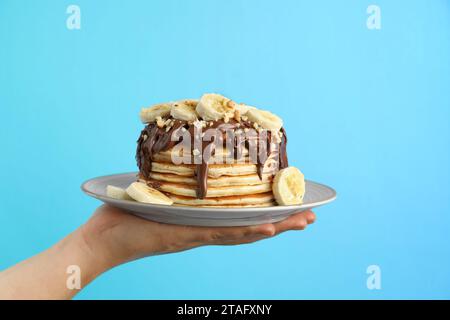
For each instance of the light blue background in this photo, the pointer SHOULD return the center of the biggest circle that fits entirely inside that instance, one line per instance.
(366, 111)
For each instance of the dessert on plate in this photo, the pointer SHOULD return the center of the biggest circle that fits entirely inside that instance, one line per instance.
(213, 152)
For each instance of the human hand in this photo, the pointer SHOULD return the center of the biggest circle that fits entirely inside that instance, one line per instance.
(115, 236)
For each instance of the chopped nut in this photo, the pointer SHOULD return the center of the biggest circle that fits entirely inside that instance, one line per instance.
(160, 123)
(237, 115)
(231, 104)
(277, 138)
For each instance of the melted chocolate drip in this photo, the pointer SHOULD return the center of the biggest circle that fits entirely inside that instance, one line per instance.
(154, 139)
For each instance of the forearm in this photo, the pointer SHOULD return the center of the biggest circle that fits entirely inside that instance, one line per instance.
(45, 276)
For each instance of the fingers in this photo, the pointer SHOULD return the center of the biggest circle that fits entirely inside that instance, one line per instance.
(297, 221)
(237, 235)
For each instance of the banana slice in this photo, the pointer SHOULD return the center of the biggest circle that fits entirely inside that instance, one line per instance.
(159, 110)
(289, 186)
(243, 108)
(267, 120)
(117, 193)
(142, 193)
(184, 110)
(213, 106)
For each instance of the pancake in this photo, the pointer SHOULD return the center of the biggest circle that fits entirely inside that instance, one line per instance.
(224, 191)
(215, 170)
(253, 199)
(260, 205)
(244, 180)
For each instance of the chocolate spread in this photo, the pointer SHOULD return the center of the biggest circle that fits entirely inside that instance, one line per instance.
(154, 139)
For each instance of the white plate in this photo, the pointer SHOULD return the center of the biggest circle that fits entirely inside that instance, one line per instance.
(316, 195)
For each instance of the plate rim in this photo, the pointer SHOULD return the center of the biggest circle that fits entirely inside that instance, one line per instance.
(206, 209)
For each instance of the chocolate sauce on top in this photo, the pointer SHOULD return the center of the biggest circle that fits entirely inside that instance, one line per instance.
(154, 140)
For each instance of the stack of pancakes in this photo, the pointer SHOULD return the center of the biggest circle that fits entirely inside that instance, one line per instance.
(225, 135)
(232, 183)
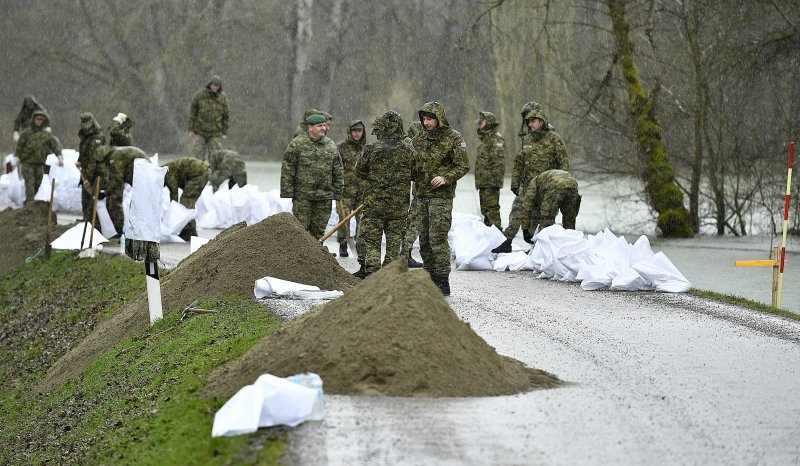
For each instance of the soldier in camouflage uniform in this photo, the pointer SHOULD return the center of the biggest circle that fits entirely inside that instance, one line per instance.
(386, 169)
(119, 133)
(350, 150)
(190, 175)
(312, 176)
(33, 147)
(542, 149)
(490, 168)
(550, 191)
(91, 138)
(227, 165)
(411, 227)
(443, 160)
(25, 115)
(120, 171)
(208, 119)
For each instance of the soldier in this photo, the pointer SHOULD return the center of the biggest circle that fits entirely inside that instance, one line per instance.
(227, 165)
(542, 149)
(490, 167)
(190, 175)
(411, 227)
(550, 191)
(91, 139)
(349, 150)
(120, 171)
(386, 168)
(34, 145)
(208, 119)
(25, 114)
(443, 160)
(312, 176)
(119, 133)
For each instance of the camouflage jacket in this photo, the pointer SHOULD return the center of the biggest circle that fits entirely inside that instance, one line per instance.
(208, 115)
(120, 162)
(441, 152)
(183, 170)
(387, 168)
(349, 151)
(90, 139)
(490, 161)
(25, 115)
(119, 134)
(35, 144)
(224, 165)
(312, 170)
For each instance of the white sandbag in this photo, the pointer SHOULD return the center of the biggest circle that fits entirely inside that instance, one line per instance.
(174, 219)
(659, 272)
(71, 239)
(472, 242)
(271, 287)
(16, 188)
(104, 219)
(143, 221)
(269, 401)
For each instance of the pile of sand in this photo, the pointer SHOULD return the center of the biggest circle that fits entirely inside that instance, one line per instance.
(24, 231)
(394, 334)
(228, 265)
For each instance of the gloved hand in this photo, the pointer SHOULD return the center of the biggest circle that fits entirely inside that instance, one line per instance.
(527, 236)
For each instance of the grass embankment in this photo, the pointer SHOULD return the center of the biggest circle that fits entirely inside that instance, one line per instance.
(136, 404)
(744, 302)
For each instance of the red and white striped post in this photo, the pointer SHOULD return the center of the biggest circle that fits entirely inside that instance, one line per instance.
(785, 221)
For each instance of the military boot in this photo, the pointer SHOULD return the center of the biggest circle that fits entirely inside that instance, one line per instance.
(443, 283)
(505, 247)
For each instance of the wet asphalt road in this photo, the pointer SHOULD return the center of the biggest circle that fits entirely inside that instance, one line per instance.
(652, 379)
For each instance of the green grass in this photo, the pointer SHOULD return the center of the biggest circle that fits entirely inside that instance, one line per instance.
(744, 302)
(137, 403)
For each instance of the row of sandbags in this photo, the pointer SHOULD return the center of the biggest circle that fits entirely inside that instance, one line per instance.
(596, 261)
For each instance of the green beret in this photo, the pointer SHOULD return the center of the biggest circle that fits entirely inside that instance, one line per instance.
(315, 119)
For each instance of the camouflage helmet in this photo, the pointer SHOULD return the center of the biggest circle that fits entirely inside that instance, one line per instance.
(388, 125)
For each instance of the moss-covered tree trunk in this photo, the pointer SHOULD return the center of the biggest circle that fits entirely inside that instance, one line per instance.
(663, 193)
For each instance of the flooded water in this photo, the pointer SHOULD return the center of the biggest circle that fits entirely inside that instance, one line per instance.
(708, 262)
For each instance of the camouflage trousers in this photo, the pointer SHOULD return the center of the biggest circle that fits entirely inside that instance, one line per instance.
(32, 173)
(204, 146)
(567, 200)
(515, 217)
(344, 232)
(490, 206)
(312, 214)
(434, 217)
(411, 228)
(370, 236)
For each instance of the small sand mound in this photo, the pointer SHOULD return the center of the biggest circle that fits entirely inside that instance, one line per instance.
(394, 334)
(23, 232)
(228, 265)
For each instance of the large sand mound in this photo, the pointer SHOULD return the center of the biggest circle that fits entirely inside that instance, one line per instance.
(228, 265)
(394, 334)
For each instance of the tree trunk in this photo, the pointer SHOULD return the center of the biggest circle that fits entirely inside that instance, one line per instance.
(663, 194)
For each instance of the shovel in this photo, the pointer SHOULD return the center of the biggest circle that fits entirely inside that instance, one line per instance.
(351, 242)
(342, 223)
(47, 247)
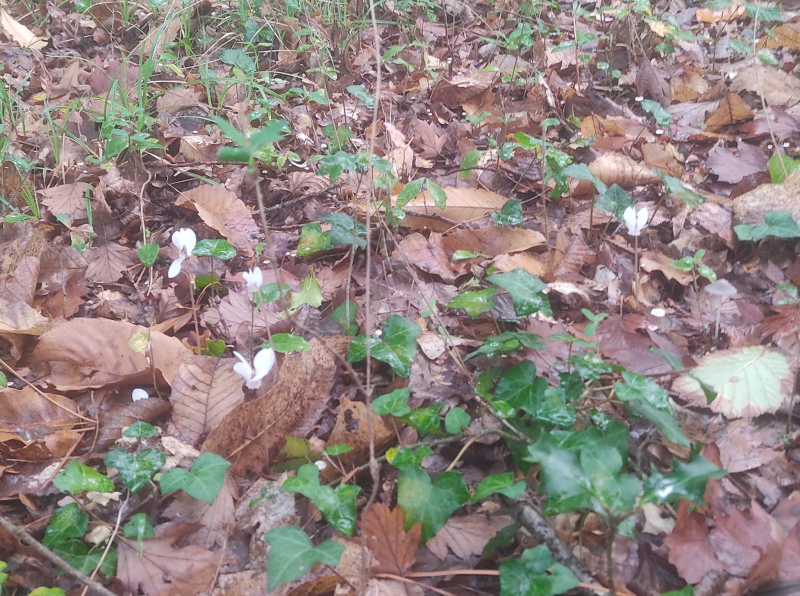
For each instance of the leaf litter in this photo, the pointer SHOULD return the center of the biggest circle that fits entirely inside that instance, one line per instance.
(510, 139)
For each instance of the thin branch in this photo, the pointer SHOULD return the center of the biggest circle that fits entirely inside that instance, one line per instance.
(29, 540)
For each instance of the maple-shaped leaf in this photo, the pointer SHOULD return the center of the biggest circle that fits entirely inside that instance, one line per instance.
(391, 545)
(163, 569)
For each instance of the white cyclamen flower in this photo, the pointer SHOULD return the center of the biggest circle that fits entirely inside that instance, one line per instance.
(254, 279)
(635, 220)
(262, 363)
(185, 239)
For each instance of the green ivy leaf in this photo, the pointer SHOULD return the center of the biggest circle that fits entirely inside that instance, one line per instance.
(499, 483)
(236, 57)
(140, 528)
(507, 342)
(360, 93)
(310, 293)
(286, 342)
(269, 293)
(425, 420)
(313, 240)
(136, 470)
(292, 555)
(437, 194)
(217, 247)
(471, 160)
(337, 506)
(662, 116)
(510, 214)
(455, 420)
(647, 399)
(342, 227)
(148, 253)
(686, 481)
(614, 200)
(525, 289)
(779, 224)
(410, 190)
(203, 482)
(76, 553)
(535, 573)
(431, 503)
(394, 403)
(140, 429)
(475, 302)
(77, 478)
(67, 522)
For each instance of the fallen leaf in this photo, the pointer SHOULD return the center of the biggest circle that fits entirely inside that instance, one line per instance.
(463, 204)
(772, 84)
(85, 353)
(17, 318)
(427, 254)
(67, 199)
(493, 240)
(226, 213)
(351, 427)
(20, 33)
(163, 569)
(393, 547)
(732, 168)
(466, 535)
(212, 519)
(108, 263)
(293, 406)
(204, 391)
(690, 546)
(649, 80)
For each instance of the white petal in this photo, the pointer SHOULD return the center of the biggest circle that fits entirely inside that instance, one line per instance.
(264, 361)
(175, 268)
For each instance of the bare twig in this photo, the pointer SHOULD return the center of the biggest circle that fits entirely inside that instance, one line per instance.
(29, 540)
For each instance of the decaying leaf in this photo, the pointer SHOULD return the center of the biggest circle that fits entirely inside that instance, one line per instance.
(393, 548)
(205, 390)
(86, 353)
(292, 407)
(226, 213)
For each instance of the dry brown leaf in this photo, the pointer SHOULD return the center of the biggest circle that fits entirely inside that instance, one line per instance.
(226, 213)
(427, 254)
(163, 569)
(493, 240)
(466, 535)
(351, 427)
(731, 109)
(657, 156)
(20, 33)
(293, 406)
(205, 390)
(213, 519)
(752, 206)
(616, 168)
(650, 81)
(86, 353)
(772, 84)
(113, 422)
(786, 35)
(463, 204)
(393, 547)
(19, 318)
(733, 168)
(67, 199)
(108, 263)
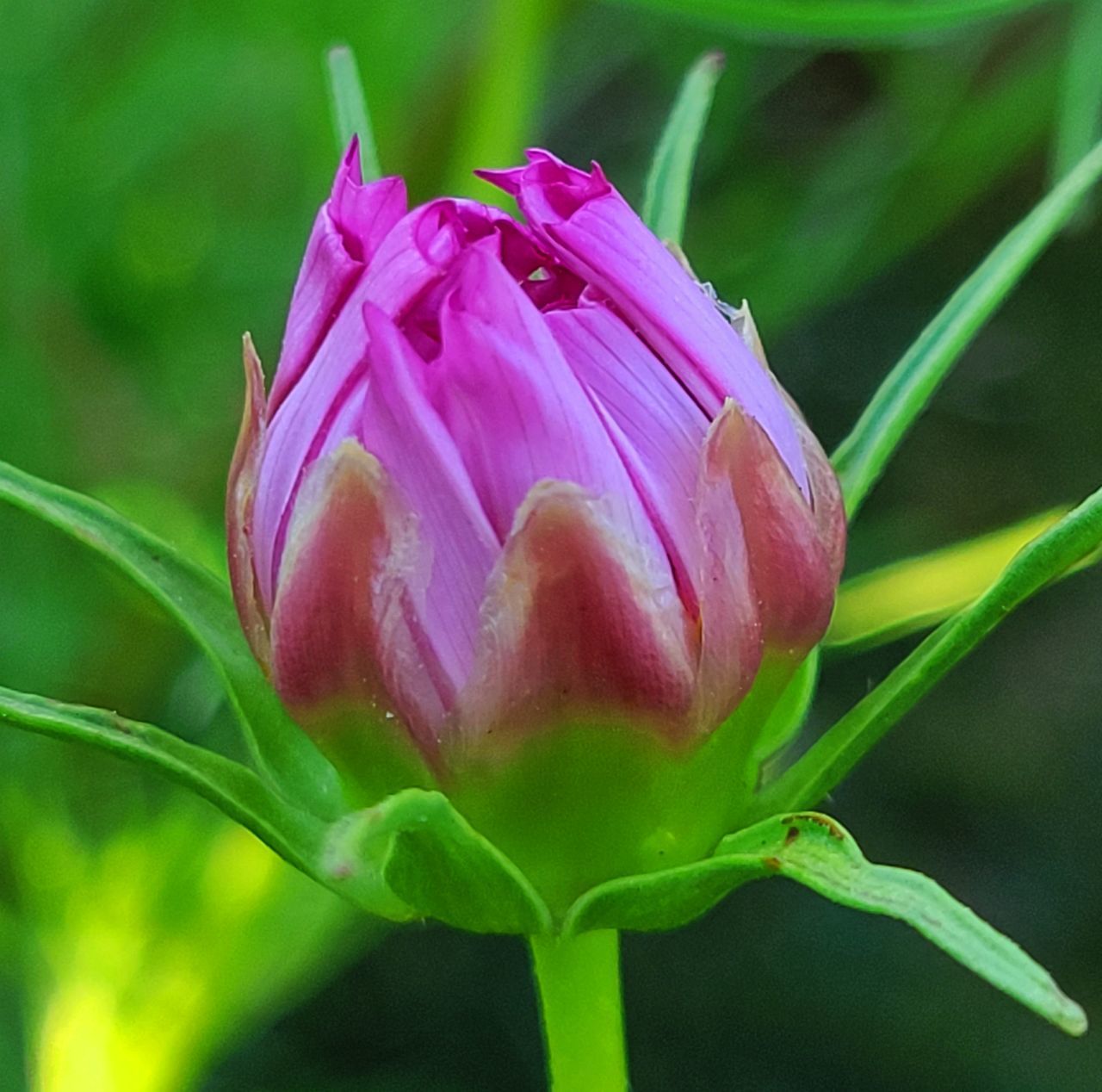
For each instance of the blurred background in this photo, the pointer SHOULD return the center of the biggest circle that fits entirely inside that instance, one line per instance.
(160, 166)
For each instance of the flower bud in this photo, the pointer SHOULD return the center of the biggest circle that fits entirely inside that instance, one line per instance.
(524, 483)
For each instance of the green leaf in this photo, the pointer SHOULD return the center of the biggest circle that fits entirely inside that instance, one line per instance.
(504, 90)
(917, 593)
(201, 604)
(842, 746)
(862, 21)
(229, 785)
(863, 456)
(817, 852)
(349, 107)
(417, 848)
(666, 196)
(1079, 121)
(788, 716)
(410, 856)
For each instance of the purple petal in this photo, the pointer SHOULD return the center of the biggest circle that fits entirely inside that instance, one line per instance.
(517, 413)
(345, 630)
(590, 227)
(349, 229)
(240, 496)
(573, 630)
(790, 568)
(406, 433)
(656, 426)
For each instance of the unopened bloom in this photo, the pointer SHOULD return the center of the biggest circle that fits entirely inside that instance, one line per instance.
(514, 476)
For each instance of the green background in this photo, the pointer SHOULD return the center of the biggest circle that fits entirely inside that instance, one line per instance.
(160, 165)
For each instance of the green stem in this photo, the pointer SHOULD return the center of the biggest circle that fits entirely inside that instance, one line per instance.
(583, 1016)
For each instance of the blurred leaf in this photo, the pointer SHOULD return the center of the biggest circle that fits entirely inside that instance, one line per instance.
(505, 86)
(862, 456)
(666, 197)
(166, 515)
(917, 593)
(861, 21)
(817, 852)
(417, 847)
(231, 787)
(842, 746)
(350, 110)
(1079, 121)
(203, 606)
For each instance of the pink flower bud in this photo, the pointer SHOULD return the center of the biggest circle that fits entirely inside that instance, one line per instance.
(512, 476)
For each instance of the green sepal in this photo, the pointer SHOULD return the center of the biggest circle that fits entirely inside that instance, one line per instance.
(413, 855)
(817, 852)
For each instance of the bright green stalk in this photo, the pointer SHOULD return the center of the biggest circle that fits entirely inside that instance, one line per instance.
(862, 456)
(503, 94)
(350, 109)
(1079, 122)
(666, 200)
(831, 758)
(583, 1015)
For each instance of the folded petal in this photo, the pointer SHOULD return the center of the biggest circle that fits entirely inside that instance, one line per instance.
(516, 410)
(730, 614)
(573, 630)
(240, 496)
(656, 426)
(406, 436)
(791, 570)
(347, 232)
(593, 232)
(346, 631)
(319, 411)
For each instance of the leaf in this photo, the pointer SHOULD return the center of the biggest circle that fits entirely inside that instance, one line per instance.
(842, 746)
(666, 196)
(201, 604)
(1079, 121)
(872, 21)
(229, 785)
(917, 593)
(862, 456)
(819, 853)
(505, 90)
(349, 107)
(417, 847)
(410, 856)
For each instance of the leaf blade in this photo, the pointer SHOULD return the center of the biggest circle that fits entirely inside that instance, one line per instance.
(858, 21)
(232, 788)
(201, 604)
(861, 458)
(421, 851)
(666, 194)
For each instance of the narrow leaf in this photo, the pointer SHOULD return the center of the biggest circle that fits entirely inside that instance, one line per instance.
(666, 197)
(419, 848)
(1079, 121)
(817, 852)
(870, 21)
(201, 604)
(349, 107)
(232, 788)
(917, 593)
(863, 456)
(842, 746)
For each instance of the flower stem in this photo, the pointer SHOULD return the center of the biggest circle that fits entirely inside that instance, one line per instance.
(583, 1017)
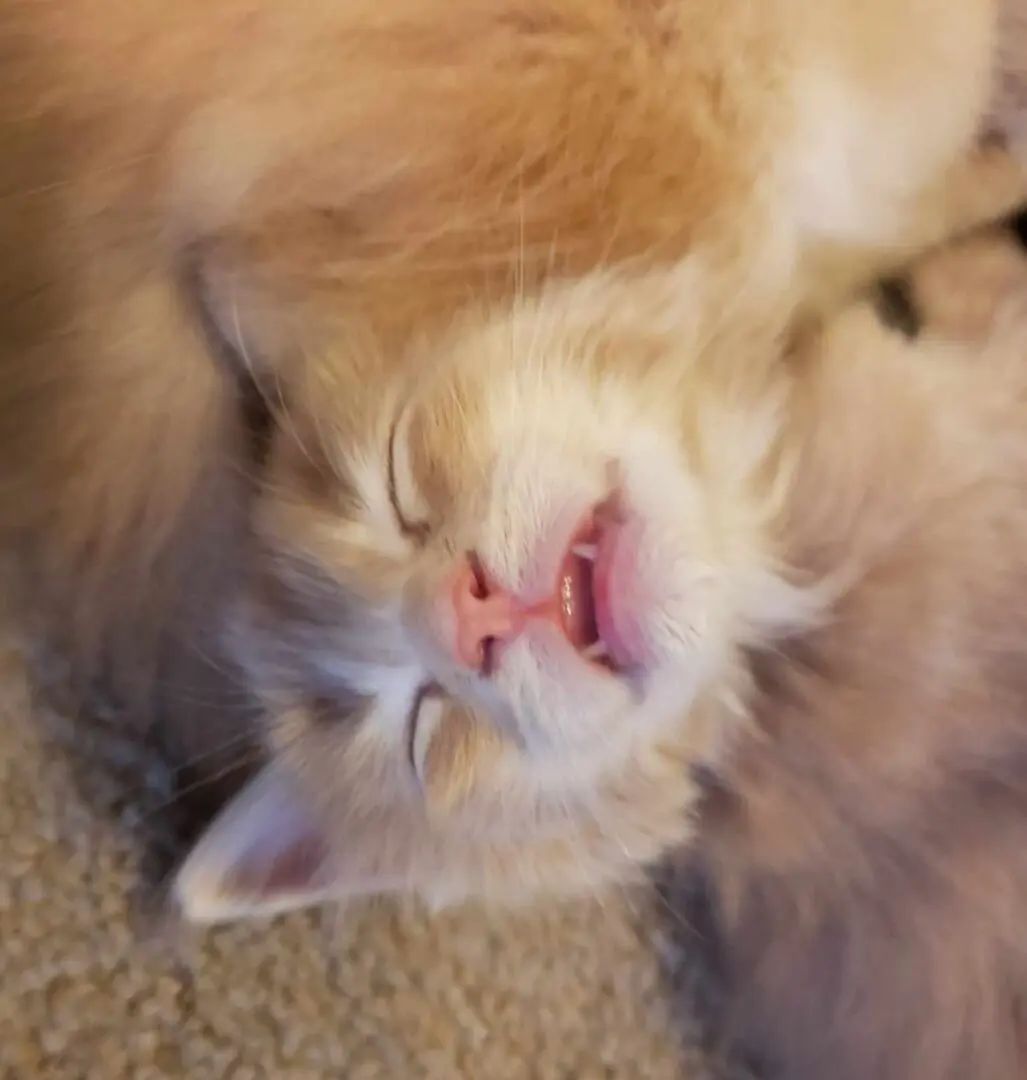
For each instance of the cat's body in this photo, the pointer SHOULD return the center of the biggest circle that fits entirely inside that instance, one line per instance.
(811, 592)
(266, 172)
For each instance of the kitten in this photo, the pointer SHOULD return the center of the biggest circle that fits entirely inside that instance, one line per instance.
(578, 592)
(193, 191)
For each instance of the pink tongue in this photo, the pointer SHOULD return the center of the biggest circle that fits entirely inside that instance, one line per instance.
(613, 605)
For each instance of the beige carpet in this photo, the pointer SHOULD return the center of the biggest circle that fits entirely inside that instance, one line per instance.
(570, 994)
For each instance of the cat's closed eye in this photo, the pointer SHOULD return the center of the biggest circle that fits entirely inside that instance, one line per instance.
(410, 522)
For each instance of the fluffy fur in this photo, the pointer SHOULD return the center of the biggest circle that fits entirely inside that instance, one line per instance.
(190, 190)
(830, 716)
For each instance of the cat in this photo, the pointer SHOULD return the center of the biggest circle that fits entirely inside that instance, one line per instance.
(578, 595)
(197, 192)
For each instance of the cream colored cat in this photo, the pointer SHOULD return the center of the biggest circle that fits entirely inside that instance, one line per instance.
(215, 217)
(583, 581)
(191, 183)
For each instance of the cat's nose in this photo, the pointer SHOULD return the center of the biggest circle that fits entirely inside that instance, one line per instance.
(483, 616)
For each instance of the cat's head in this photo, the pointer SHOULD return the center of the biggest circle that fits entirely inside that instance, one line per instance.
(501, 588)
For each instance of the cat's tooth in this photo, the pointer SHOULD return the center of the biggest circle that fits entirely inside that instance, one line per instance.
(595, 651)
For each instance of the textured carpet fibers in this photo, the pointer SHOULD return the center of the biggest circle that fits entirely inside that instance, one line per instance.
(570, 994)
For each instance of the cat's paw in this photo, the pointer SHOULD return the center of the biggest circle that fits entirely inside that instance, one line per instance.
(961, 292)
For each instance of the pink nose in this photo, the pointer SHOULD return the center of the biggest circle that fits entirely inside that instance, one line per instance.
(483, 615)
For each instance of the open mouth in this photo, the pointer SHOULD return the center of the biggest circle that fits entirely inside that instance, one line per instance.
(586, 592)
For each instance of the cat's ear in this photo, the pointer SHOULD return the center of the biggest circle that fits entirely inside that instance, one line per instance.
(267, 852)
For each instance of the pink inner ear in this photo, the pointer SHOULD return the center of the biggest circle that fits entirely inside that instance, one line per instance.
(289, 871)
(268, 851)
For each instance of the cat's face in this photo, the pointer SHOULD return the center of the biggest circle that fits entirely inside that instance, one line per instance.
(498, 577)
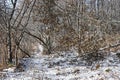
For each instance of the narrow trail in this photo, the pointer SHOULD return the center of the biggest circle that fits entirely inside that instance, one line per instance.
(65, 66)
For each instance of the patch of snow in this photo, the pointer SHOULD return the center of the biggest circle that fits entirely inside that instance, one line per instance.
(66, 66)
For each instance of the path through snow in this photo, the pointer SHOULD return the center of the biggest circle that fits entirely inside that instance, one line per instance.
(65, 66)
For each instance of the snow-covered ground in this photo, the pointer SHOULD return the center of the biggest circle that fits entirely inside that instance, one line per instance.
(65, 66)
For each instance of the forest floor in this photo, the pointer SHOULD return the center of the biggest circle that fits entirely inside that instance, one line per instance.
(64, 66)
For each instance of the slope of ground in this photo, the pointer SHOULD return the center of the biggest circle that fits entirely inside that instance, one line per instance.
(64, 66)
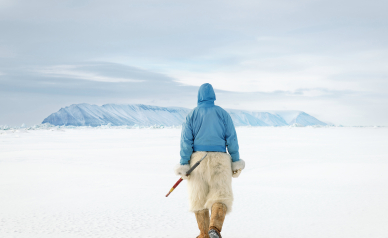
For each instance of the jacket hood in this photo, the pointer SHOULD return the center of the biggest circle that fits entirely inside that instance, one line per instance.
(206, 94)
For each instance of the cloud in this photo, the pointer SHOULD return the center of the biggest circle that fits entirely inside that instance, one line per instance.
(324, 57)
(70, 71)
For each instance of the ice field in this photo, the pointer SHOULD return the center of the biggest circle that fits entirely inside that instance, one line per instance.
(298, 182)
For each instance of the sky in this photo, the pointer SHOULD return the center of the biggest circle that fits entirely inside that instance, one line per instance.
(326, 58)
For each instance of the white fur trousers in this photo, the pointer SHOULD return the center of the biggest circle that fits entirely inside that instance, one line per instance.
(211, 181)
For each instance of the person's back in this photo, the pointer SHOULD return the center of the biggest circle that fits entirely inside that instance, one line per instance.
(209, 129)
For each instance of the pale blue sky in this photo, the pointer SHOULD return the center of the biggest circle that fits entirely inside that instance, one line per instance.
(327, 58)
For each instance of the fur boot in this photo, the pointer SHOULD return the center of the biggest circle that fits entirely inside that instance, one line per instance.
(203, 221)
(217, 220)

#####

INSTRUCTION —
Starting with the line that contains "For each instance of the person's", print each line through the last one in the listing. Include both end lines and add nothing.

RESPONSE FOR THIS EXERCISE —
For each instance of the person's back in this photo, the pointer SHOULD return the center of the biggest circle that fits entirely inside that instance, one line per instance.
(209, 129)
For each instance of the pale blue sky in this photo, the pointer SHOULD return the center of the biggest circle that fits entirely inside that instance, one line per instance.
(327, 58)
For each instance of the fur boot in this photo, the pointer SHOULD return the center of the biggest circle that fits entirely inside that instance, one line per instance.
(203, 221)
(217, 220)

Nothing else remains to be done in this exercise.